Article:
>>>>>
Talk:Outline of humanism
|WikiProject Philosophy||(Rated List-class, Mid-importance)|
Rename proposal for this page and all the pages of the set this page belongs to
See the proposal at the Village pump
The Transhumanist 09:19, 4 July 2008 (UTC)
I would like to know how it can be decided that Vancouver is "pro-humanist" and London is not?? Someone please explain.
Guidelines for outlines
Guidelines for the development of outlines are being drafted at Wikipedia:Outlines.
Your input and feedback is welcomed and encouraged.
The Transhumanist 00:31, 24 May 2009 (UTC)
Please add some relevant links to the history section.
Links can be found in the "History of" article for this subject, in the "History of" category for this subject, or in the corresponding navigation templates. Or you could search for topics on Google - most topics turn blue when added to Wikipedia as internal links.
The Transhumanist 00:31, 24 May 2009 (UTC)
Not an outline of humanism
This page (it's hardly an article) is not an outline of humanism, but an example of POV pushing, possibly a POV fork, in order to portray secular humanism as the only humanism. Until this problem is fixed it will be POV tagged. Jeannedeba (talk) 23:17, 29 December 2012 (UTC)
- The version to which you object contains, in the opening paragraph, the sentence: "Two common forms of humanism are religious humanism and secular humanism." How is that "portray[ing] secular humanism as the only humanism"? You should really consider the possibility that it is your edits on these matters, and not the edits of others, that reflect a non-neutral position. Ghmyrtle (talk) 23:42, 29 December 2012 (UTC)
- @Jean, this isn't an article. It's a list. See WP:LIST. It's intended to guide readers to related topics, which is why it contains nothing but links and a description of how the links are related. I don't see any way it could be a POV fork, or be pushing a POV. Yes, secular humanism is included in the list, because it is a type of humanism. So is Christian humanism, which is equally prominent. Do you have any suggestions on how to improve the list? Tagging the article without proper discussion is not helpful. I would advise removing the tag unless there is a substantial objection which will require prolonged discussion, and general consensus that a problem exists. — Jess· Δ♥ 23:46, 29 December 2012 (UTC)
Stand-alone lists are a type of article, and outlines are a type of stand-alone list. Non-list articles, that is, those that consist of sentences arranged in paragraphs, could be described as "prose articles". It's true that outlines on Wikipedia are not prose articles. But it is not true that outlines (and other lists) are nothing but links. Outlines are intended to summarize a subject, not merely a subject's coverage by Wikipedia. In subjects in which Wikipedia's prose article coverage is incomplete, outlines can and should have entries that are not linked (as excessive red-linking is frowned upon).
<<<<<
Instruction A: Please reproduce the part of the humanism outline talk page that begins at the words "I would like" and ends after the words "as internal links.".
Instruction B: Name every user who signs a comment on the humanism outline talk page, listing each only once.
Instruction C: Resume the humanism outline talk page after its last sentence and write what follows.

Data excerpts:
>>>>>
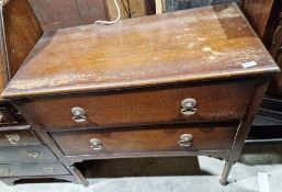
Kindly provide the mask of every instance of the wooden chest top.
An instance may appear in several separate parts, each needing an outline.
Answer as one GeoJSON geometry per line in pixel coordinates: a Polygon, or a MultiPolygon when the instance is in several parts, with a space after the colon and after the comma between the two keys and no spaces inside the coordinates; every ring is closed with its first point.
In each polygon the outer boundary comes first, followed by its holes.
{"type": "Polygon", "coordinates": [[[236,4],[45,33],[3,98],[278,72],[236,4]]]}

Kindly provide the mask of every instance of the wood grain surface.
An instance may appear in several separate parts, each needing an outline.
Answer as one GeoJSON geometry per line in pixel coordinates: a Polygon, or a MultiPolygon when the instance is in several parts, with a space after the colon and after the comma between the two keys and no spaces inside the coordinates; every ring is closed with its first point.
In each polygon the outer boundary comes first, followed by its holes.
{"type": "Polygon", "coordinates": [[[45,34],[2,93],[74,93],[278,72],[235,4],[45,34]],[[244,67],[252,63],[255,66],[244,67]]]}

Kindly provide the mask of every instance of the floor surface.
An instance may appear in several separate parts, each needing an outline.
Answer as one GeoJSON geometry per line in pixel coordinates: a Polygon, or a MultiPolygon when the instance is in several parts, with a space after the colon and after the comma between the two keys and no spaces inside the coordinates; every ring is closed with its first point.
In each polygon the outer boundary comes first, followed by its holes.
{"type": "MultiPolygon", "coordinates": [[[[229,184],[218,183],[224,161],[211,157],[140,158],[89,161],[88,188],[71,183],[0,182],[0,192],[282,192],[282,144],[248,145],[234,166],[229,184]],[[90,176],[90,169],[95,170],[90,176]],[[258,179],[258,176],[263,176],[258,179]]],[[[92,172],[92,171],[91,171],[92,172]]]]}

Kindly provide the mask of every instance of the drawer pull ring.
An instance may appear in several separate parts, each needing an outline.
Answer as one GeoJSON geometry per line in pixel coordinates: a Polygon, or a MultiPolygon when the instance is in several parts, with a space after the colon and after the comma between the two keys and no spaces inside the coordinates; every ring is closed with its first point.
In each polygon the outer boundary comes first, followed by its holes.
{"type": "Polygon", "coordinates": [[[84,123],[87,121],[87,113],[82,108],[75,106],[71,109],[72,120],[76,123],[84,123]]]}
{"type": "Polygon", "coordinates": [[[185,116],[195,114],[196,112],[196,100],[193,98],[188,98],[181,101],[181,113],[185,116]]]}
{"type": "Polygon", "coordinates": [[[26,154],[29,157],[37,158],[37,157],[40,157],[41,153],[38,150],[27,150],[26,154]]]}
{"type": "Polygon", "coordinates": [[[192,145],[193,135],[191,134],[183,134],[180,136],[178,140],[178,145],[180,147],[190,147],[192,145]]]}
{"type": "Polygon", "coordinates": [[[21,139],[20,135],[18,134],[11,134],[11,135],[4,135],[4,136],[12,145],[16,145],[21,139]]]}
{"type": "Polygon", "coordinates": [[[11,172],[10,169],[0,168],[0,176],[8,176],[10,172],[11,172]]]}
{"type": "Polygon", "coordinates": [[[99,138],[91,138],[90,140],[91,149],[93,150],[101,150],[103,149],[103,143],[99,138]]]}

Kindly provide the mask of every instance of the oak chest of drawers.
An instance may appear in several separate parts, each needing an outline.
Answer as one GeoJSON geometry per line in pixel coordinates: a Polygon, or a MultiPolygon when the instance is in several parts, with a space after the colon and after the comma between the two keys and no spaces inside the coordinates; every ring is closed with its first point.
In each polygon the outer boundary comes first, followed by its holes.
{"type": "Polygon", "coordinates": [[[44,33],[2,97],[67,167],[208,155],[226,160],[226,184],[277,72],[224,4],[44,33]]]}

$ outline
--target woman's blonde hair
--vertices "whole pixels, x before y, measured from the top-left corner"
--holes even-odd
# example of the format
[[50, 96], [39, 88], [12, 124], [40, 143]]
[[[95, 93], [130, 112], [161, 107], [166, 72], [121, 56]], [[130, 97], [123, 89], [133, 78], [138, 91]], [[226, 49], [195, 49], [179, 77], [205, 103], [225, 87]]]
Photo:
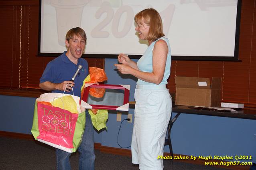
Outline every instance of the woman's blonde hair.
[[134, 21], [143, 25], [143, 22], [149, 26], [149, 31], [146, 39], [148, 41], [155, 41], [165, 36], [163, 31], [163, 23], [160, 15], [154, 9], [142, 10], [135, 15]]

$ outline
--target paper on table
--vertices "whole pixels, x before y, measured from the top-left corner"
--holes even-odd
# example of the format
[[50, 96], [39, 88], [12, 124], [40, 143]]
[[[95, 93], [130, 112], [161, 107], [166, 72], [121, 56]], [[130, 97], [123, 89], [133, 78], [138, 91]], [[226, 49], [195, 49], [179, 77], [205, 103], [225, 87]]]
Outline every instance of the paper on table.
<<<<<
Exercise answer A:
I would like to know how it can be decided that Vancouver is "pro-humanist" and London is not?? Someone please explain.
Guidelines for outlines
Guidelines for the development of outlines are being drafted at Wikipedia:Outlines.
Your input and feedback is welcomed and encouraged.
The Transhumanist 00:31, 24 May 2009 (UTC)
Please add some relevant links to the history section.
Links can be found in the "History of" article for this subject, in the "History of" category for this subject, or in the corresponding navigation templates. Or you could search for topics on Google - most topics turn blue when added to Wikipedia as internal links.

Exercise answer B: The Transhumanist, Jeannedeba, Ghmyrtle, Jess

Exercise answer C:
But all that is irrelevant to whether or not a particular outline pushes a point of view.
You stated in this thread's title that this article is "Not an outline of humanism". Yes, it is, absolutely, an outline of humanism. Note that the word "Outline", as used in "Outline of" article titles, is short for "Hierarchical outline" (which is a hierarchically structured list). This is to save the reader from excessively long titles such as "Hierarchical outline of the United States of America". And because "hierarchical outline" is just so much more cumbersome than simply saying or writing "outline". The term "outline" in this context is widely used in the education field and in the encyclopedia industry; for example, professors often provide topic outlines of their course itinerary for the quarter to their students, and Britannica used it in the title of its Outline of Knowledge.
There are two main types of hierarchical outline: topic outlines and sentence outlines. Most of the outlines on Wikipedia are topic outlines, rather than sentence outlines. Some are a hybrid between topic and sentence outlines, being topic outlines with descriptive annotations.
I hope this explanation has been of help to you. The Transhumanist 22:09, 31 December 2012 (UTC)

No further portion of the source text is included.